[Opening Exercise data section]

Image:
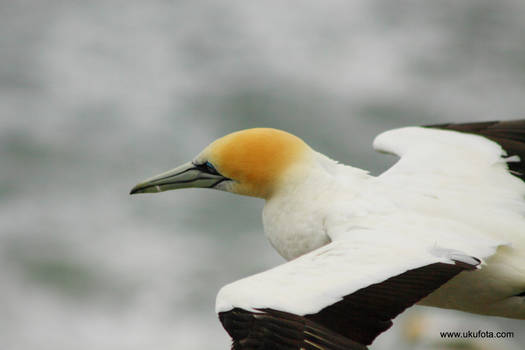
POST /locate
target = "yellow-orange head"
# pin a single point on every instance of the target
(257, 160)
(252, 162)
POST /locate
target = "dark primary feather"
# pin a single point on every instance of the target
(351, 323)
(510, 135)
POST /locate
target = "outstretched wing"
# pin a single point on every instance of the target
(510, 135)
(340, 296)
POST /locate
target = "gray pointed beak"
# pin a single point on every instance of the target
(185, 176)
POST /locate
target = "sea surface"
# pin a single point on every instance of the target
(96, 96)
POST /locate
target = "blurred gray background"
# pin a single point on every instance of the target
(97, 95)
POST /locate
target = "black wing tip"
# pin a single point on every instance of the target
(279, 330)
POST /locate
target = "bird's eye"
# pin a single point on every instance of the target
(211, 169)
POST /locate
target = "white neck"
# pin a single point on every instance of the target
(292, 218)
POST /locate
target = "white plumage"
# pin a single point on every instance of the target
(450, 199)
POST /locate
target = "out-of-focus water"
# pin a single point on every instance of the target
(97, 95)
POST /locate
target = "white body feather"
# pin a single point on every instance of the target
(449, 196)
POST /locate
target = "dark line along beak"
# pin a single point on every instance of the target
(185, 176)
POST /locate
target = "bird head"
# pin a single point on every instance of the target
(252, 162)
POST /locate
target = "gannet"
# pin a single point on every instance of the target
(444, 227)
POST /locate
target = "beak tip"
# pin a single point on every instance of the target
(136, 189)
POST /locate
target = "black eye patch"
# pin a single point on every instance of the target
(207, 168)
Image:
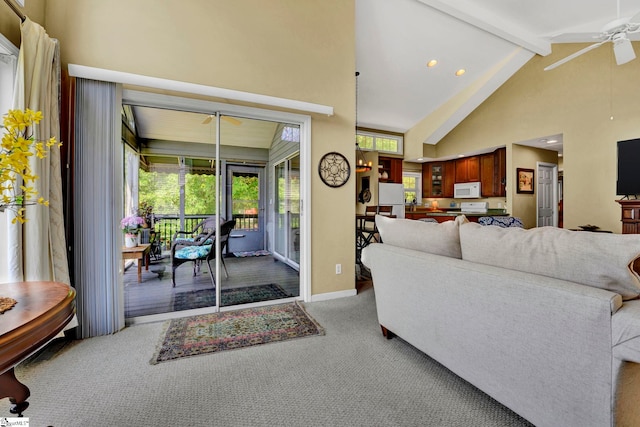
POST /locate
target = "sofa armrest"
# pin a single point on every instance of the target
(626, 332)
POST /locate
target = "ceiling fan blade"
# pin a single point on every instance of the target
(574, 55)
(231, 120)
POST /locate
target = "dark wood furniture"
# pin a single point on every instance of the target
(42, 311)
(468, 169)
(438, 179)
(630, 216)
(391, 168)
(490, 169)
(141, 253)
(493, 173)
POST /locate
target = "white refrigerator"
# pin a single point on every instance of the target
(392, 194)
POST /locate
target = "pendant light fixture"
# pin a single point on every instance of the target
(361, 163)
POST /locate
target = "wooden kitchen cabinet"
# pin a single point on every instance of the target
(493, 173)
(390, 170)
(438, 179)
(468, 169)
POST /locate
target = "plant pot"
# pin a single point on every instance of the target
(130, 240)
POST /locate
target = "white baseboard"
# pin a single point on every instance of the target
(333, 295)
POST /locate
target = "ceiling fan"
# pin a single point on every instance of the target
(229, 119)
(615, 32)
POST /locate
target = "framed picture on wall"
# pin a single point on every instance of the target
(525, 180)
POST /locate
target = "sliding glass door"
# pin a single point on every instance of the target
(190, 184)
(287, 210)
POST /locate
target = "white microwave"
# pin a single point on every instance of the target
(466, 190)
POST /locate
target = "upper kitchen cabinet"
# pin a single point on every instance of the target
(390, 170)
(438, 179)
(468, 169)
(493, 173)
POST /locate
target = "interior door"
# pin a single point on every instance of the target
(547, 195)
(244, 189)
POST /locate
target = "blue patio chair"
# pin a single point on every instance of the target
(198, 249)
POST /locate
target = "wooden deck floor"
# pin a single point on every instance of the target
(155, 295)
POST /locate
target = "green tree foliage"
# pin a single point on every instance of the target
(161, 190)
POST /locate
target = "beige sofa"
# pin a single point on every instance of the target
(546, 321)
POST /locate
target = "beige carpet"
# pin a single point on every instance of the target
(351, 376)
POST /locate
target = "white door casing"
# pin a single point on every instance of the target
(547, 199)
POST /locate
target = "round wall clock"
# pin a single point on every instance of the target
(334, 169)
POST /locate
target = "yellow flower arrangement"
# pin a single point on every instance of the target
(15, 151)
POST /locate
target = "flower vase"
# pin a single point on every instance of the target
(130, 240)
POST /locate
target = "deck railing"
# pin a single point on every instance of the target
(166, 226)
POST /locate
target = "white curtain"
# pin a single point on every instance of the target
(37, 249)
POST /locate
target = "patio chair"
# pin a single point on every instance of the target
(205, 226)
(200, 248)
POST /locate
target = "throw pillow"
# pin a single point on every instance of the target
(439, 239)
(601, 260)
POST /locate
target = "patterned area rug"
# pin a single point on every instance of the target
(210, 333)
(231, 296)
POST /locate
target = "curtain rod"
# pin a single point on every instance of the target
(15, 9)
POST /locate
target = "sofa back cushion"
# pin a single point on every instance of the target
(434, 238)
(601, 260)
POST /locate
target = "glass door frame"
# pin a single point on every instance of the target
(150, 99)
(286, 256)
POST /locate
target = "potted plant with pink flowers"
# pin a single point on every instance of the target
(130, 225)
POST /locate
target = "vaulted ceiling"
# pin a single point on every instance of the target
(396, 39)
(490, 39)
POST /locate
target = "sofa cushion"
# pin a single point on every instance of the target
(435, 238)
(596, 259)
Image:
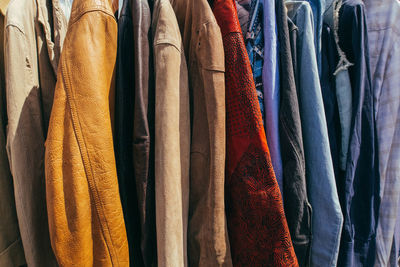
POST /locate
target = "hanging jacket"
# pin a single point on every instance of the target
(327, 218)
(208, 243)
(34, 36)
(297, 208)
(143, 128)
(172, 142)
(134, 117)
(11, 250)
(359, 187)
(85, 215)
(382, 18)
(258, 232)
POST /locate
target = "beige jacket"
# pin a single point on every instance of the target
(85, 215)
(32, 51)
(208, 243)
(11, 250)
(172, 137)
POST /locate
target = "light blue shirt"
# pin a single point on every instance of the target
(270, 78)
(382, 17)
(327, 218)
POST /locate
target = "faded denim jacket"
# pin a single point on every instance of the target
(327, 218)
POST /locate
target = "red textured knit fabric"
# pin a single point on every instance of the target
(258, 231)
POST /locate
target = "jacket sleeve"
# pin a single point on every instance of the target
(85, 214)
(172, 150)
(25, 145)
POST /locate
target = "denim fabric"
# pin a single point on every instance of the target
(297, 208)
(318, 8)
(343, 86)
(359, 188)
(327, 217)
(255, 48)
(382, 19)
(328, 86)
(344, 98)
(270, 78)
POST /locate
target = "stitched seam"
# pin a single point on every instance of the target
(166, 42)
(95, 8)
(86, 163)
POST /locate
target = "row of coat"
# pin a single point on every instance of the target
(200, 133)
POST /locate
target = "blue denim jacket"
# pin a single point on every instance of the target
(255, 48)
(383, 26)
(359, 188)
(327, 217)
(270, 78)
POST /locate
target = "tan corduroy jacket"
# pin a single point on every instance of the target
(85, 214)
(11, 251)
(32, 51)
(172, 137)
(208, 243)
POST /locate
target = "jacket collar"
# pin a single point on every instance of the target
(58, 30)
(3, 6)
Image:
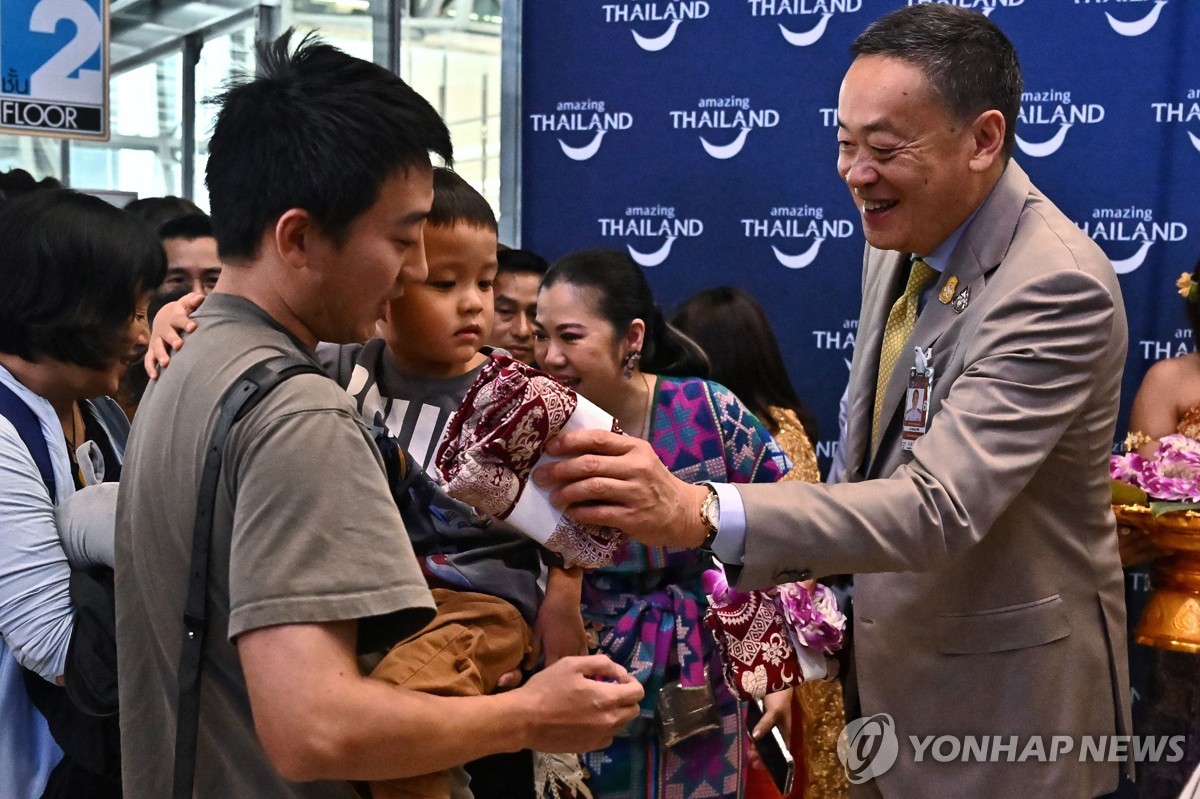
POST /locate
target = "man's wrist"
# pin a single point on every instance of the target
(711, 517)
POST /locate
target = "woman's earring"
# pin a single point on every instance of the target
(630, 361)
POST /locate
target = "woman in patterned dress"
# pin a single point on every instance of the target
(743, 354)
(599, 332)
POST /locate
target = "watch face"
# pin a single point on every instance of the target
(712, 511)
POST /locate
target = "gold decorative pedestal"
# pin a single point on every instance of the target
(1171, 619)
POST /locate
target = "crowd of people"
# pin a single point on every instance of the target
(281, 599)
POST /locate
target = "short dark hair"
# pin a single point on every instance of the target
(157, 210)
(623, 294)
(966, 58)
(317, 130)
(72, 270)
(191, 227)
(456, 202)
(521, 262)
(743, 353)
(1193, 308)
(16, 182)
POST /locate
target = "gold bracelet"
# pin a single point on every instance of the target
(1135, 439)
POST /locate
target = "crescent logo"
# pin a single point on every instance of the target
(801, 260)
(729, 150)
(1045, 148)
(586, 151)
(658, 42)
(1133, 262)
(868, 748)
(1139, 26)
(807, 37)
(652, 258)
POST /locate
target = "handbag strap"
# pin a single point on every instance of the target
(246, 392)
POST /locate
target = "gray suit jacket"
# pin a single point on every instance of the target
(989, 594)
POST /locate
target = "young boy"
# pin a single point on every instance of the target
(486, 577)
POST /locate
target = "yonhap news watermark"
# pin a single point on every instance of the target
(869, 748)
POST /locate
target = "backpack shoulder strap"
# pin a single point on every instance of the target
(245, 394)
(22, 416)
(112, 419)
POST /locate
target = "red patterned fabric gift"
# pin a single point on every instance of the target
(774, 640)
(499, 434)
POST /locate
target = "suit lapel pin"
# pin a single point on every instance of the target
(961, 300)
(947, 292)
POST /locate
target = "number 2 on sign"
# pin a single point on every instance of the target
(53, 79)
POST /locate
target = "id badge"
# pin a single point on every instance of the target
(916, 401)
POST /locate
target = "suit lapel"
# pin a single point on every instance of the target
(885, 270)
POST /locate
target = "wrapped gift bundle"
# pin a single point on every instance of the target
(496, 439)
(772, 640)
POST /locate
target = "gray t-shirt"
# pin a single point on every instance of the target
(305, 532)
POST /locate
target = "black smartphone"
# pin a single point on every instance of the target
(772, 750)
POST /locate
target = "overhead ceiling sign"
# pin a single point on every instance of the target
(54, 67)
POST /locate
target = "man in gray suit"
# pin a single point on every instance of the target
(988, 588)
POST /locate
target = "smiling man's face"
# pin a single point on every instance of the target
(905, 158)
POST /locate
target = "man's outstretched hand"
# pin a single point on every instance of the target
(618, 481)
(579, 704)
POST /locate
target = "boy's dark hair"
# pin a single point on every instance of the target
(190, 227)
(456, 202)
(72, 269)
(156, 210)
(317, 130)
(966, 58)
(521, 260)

[Closing Exercise data section]

▶ [Brief]:
Copy out each line of the data where the string "kitchen" appears.

▶ [Answer area]:
target = "wooden kitchen cabinet"
target = "upper kitchen cabinet"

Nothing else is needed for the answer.